__Exercise directions__
For the entries below, print exactly the lines between the line holding "Class to detect: short dark hair" and the line holding "Class to detect: wader strap", inclusive, and nothing else.

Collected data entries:
↓↓↓
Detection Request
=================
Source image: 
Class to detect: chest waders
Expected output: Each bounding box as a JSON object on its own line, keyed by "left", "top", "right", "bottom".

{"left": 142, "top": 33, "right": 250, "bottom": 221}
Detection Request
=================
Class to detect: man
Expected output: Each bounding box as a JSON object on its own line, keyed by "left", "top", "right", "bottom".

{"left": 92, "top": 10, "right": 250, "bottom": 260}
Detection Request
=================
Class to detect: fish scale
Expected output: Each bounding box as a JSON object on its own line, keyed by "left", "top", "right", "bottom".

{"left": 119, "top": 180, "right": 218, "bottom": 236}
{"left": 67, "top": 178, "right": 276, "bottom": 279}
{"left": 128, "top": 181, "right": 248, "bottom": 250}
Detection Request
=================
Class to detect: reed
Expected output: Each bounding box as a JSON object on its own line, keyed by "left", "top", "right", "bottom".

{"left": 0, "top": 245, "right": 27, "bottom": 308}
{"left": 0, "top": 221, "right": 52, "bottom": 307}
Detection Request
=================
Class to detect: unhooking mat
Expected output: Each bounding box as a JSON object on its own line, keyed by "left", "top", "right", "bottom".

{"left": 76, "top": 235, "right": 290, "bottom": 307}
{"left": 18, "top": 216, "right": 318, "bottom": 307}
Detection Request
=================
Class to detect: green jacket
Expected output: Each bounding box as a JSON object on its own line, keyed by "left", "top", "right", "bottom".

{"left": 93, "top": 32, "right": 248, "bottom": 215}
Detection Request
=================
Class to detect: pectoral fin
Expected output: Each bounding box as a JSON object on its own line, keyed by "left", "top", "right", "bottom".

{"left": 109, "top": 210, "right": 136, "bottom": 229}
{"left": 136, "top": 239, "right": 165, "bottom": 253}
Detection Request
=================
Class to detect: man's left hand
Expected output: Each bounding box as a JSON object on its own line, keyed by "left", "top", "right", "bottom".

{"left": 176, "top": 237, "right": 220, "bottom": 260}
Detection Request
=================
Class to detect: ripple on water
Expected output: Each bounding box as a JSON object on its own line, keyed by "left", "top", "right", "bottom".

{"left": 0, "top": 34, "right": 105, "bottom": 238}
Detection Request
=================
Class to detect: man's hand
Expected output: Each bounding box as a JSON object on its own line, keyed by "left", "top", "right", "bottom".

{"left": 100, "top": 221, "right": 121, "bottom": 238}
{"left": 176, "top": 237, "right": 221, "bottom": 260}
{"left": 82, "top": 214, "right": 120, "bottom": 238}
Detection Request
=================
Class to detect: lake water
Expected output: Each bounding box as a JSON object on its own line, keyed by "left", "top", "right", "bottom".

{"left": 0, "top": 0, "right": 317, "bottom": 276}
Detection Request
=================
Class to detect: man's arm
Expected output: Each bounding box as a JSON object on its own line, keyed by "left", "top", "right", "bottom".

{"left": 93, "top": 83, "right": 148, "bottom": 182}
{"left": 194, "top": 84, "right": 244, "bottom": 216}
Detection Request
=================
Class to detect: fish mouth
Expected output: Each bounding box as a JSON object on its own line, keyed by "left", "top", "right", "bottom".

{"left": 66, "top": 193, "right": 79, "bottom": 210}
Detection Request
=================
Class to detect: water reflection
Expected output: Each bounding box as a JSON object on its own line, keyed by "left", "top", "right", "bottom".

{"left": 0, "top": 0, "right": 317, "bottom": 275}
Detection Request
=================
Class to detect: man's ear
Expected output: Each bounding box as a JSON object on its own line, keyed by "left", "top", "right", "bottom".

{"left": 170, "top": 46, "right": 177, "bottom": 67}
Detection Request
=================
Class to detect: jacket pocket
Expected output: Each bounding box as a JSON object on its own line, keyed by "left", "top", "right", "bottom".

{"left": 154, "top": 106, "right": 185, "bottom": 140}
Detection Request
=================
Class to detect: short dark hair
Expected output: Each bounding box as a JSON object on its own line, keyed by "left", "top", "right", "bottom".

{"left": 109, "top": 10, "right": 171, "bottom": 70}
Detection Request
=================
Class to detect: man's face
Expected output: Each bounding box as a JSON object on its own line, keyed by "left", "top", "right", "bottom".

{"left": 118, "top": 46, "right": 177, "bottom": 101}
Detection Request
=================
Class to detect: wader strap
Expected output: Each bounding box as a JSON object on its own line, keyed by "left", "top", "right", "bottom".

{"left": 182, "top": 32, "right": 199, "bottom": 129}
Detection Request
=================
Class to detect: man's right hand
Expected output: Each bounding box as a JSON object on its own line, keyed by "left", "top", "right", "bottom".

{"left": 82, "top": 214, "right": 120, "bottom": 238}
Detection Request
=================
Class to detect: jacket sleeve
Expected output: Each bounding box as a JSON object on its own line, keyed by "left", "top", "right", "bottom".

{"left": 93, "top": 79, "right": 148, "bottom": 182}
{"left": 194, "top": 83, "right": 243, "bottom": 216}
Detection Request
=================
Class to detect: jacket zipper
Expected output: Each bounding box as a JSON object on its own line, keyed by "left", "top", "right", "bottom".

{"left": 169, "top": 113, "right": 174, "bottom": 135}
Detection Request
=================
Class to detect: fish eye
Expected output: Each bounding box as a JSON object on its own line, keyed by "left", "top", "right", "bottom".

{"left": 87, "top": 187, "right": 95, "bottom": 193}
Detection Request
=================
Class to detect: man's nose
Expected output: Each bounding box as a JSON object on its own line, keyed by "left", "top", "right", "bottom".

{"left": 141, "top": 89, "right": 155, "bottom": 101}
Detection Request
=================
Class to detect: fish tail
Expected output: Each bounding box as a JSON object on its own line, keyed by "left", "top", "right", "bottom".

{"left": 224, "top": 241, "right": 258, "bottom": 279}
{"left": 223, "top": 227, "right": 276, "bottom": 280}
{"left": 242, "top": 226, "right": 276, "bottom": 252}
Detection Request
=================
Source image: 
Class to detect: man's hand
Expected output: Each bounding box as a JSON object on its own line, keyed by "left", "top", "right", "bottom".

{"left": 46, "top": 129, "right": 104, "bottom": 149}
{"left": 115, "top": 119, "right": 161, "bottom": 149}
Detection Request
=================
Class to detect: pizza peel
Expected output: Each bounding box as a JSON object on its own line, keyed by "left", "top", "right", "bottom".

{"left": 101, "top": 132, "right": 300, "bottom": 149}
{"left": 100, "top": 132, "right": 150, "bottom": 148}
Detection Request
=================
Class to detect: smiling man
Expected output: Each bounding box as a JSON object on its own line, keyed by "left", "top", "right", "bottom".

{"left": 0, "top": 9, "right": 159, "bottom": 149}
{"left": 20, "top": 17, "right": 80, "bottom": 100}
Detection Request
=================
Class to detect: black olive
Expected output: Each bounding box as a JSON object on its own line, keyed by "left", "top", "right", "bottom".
↑↑↑
__Task answer__
Class to detect: short dark hair
Expected output: Each bounding box as a JSON object on its own line, keyed by "left", "top", "right", "bottom".

{"left": 109, "top": 10, "right": 171, "bottom": 70}
Detection Request
=================
Class to detect: man's face
Expected output: Each bounding box as a JSON object on its own line, keyed by "left", "top", "right", "bottom".

{"left": 118, "top": 46, "right": 177, "bottom": 101}
Detection Request
=================
Class to detect: wader strap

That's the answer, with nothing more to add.